**** Documento fuente ****
Internacionalmente, el año
cierra con desconcierto ante las divisiones en la oposición, muy patentes luego
de las elecciones regionales y municipales. El acompañamiento internacional
–especialmente de Chile y México – en República Dominicana ha sido
relevante para aumentar las expectativas de un acuerdo negociado y diferir
temporalmente la imposición de medidas adicionales. Incluso, Estados Unidos
publicó un comunicado destacando
que las sanciones no tienen que ser permanentes y que para ser levantadas debe
concretarse un regreso a la democracia.
Da la impresión de que durante
los últimos días de 2017 habrá una especie de pausa, pero si la negociación
fracasa, es probable que veamos a una parte considerable de la comunidad
internacional buscando presionar de forma más activa. Al igual que en el ámbito
interno, la atención de muchos países del mundo comienza a estar centrada en
las elecciones presidenciales.
Las tareas pendientes de la
comunidad internacional
Si el deseo es que la
democracia regrese a Venezuela en el año 2018, un buen número de países deberá
ejercer un rol más diligente y ágil frente al que tuvieron este año. Incluso si
se llegara a concretar un acuerdo en República Dominicana, su implementación
sería bastante accidentada sin una presión continua. El gobierno ha logrado
establecer un sistema clientelar con fines electorales y controla férreamente
las instituciones del Estado. La dirigencia opositora se encuentra fragmentada
y no parece tener claro un plan de acción. Aun reconociendo las limitaciones
del ámbito internacional, son numerosas las tareas pendientes para el próximo
año, así como las lecciones a partir de 2017.
Presión sobre la
oposición. Sin una oposición que logre concretar un acuerdo para erigirse
como una alternativa real de cambio, será muy difícil que exista la presión
interna requerida para concretar el regreso a la democracia. Dado que diversos
países de la comunidad internacional se han erigido en aliados y cuentan con el
respeto de la mayoría de la dirigencia, estos deben recomendar enfáticamente
que se concrete un compromiso mínimo sobre cómo abordar la crisis y las
elecciones presidenciales. Los mecanismos y detalles deben ser decididos
internamente, y poco puede hacer la comunidad internacional si los actores
internos no ponen de su parte. Si persiste la descoordinación, será muy difícil
que la presión externa aumente. En cualquier caso, es dañino si la comunidad
internacional toma partido ante las diferencias internas opositoras. Los
dirigentes exiliados y la diáspora deben buscar coordinar y apoyar a los
actores internos, quienes son los que finalmente tienen la posibilidad real
para concretar un cambio.
**** Material proporcionado ****
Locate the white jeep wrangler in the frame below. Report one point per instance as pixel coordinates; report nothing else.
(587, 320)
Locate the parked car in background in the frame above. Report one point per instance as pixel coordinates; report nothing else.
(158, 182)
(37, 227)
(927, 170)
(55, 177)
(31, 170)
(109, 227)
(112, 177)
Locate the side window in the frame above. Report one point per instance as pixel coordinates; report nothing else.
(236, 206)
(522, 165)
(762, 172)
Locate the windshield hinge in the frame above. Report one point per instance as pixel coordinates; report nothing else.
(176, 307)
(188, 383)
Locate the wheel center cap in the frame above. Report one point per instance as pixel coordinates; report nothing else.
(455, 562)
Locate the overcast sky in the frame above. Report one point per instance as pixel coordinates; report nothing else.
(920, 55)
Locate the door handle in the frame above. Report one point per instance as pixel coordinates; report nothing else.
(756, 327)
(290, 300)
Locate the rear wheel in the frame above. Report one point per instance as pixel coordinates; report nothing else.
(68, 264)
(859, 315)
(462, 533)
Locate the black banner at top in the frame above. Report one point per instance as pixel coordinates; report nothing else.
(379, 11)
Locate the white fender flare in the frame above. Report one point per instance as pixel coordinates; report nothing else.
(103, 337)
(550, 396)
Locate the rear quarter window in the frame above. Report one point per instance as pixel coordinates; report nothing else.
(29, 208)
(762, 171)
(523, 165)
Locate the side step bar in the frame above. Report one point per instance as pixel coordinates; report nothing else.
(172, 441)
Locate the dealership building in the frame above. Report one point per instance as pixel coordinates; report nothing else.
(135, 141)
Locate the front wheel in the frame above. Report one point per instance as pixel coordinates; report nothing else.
****
Lo que harás:
**a.** Cita literalmente un fragmento del documento fuente: comienza en las palabras "Da la impresión" y detente después de "las elecciones presidenciales.".
**b.** Enumera todos los países que se nombran en el documento fuente.
**c.** Según el documento fuente, ¿qué debe concretarse para que se levanten las sanciones, de acuerdo con el comunicado de Estados Unidos?

Resultados:
**a.**
Da la impresión de que durante
los últimos días de 2017 habrá una especie de pausa, pero si la negociación
fracasa, es probable que veamos a una parte considerable de la comunidad
internacional buscando presionar de forma más activa. Al igual que en el ámbito
interno, la atención de muchos países del mundo comienza a estar centrada en
las elecciones presidenciales.

**b.** Chile, México, República Dominicana, Estados Unidos y Venezuela.

**c.** Un regreso a la democracia.